Location identification entries
★ ★ ★ ★ ★ ★ ★
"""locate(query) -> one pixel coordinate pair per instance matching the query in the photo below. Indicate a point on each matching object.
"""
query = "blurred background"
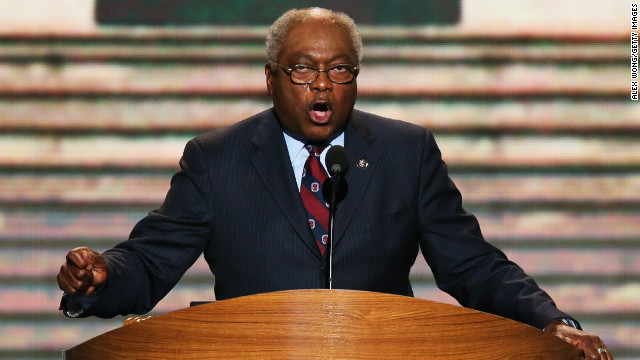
(528, 100)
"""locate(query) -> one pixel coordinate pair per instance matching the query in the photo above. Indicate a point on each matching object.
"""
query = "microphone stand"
(335, 183)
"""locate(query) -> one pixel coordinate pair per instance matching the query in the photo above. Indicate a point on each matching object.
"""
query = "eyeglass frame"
(355, 71)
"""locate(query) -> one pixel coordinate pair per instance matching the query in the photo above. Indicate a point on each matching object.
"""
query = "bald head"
(280, 29)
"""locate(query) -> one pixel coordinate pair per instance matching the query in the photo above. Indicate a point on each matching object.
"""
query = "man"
(242, 198)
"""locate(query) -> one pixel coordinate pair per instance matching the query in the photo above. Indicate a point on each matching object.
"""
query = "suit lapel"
(360, 144)
(270, 160)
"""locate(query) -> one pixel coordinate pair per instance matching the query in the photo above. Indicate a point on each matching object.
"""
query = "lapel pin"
(362, 164)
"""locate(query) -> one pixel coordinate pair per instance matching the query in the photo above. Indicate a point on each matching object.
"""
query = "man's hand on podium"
(84, 272)
(592, 345)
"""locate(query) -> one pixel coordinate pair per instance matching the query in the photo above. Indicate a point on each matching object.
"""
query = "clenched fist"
(84, 271)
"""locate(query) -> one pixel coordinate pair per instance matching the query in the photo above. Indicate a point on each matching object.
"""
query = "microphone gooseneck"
(337, 163)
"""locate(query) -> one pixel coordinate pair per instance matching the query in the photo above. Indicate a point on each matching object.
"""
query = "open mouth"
(320, 113)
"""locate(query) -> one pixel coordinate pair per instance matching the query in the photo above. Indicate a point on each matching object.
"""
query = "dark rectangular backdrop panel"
(259, 12)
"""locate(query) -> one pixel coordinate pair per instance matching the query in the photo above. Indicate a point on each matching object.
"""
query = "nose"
(322, 82)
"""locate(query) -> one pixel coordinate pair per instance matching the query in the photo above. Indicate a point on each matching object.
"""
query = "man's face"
(318, 110)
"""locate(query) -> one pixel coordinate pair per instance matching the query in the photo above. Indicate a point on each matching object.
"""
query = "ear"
(269, 77)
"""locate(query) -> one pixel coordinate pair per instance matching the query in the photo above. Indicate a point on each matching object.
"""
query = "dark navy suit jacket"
(236, 200)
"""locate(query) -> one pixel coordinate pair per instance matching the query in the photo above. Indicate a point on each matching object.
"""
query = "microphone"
(337, 163)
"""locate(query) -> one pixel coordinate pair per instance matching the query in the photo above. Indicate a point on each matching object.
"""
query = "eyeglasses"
(305, 74)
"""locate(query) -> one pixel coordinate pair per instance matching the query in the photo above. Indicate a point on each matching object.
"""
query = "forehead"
(318, 39)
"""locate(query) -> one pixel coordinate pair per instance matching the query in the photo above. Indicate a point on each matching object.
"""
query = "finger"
(63, 284)
(605, 355)
(74, 285)
(77, 257)
(79, 274)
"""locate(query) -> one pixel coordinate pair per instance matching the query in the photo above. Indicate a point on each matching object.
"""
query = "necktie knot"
(313, 176)
(315, 149)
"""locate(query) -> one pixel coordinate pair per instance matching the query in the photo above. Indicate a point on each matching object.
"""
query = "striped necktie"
(313, 176)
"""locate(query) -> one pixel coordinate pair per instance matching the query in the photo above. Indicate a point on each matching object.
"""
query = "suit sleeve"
(464, 265)
(162, 246)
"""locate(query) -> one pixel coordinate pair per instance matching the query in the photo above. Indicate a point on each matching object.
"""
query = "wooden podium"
(325, 324)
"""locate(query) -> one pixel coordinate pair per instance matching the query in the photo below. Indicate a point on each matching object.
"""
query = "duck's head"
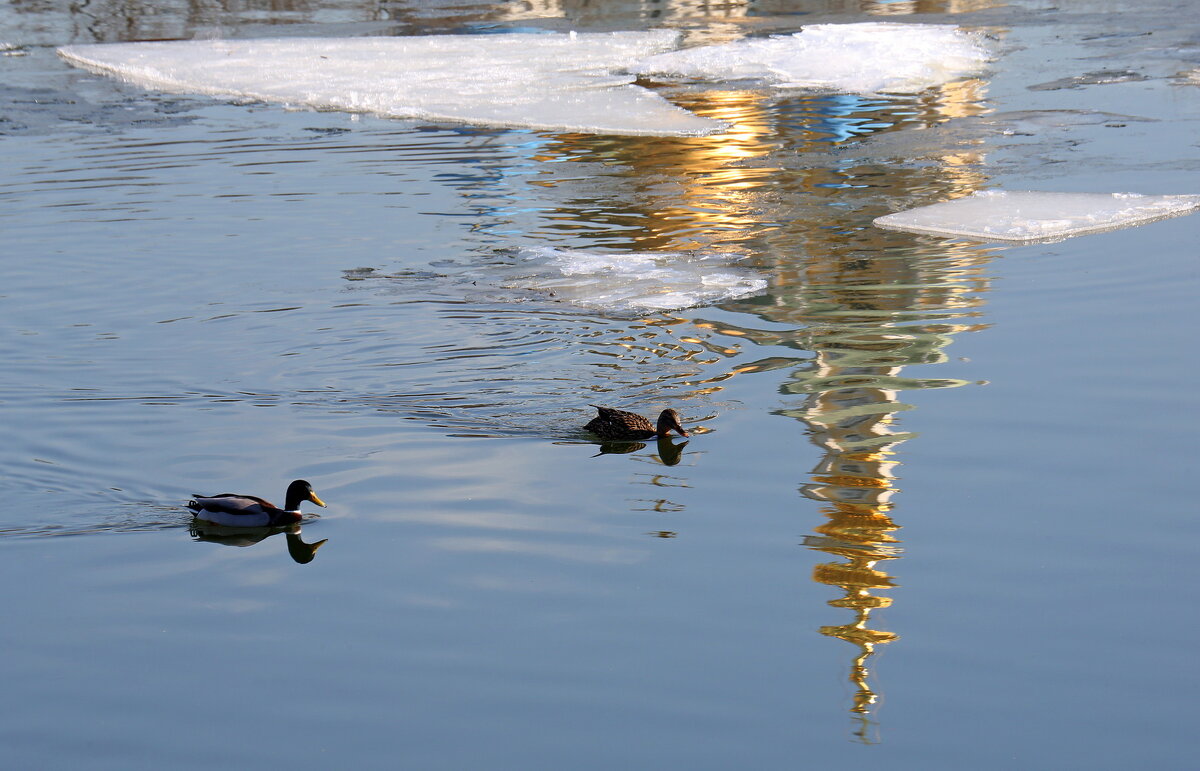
(670, 422)
(298, 492)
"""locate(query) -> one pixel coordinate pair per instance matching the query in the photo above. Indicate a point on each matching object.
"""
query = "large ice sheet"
(630, 282)
(563, 82)
(1029, 217)
(861, 58)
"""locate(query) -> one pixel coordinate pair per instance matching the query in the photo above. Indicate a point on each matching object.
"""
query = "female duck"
(628, 426)
(247, 510)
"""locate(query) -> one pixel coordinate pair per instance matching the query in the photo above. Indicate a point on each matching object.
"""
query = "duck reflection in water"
(669, 452)
(303, 553)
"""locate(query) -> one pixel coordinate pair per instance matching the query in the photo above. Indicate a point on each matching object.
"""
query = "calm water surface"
(935, 514)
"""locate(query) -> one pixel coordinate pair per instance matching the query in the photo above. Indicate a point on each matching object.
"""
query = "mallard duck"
(629, 426)
(249, 510)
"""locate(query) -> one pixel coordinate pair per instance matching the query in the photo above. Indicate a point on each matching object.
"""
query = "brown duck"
(629, 426)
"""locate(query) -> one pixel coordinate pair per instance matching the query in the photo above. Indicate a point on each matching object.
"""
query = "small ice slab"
(1031, 217)
(867, 58)
(631, 282)
(557, 82)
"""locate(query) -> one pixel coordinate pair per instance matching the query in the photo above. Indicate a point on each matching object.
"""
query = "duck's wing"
(231, 503)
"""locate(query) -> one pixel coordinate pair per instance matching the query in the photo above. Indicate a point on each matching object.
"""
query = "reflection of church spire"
(855, 482)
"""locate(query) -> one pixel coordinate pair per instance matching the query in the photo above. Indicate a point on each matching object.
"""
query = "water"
(935, 513)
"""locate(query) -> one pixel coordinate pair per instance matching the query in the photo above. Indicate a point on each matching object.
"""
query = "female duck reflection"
(244, 520)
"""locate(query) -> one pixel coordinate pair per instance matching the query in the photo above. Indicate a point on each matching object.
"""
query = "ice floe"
(562, 82)
(549, 81)
(1029, 217)
(861, 58)
(1091, 78)
(630, 282)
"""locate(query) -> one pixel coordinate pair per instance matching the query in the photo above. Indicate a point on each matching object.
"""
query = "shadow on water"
(153, 518)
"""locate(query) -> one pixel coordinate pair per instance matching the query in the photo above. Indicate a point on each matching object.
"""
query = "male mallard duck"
(630, 426)
(247, 510)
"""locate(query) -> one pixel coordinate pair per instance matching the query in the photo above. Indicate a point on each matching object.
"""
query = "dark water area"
(933, 512)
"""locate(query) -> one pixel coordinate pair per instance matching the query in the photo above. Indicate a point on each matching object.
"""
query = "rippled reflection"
(300, 551)
(703, 22)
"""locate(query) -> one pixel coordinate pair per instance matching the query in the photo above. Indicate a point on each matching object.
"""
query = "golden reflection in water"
(859, 306)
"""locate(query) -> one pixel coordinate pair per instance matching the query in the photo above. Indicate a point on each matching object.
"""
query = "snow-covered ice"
(1029, 217)
(631, 282)
(861, 58)
(562, 82)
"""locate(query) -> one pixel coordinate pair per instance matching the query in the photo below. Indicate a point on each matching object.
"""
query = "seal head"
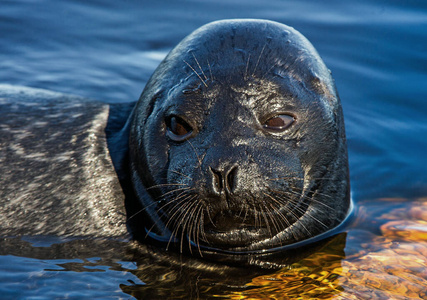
(237, 142)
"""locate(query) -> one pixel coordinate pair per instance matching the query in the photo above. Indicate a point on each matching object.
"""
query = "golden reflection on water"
(390, 264)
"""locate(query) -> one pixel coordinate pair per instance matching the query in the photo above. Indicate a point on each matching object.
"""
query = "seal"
(237, 143)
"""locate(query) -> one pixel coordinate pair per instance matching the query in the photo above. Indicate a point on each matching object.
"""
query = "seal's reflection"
(171, 275)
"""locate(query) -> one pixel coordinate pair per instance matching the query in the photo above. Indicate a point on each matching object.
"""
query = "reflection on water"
(108, 50)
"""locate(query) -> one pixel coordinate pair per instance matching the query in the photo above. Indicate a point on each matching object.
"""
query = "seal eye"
(178, 129)
(279, 122)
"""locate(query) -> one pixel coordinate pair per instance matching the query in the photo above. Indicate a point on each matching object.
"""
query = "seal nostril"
(231, 179)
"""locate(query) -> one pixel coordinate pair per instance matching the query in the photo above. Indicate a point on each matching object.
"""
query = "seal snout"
(223, 179)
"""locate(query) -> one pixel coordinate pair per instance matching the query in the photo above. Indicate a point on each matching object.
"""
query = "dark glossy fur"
(232, 185)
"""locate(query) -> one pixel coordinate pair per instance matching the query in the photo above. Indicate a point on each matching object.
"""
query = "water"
(107, 50)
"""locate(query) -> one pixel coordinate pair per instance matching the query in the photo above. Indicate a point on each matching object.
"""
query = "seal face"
(237, 142)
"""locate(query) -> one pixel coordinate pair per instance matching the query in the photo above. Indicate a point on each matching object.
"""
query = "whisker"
(181, 174)
(210, 70)
(164, 185)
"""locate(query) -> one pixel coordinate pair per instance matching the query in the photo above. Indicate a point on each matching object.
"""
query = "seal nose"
(224, 180)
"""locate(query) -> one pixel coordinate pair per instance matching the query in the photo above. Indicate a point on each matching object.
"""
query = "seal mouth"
(231, 229)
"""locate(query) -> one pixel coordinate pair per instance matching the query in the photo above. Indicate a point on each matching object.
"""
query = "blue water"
(107, 50)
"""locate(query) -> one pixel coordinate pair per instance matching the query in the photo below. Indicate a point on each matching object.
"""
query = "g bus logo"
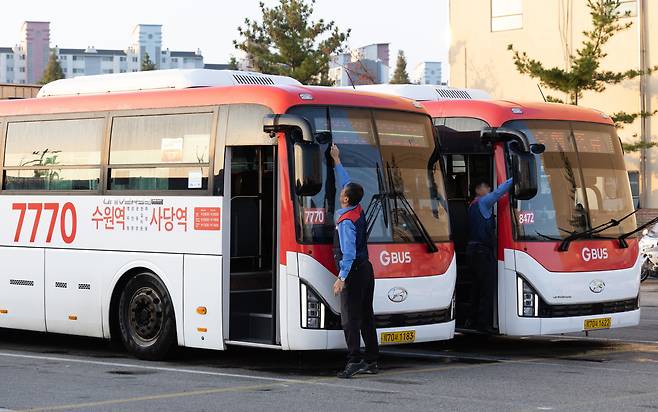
★ ★ ★ ★ ★ ★ ★
Given instruction — Report every line above that contains the string "seal", copying each one in full.

Full response —
query = "seal head"
query = "seal"
query = "seal's reflection"
query = "seal eye"
query = "seal nostril"
query = "seal snout"
query = "seal face"
query = "seal nose"
query = "seal mouth"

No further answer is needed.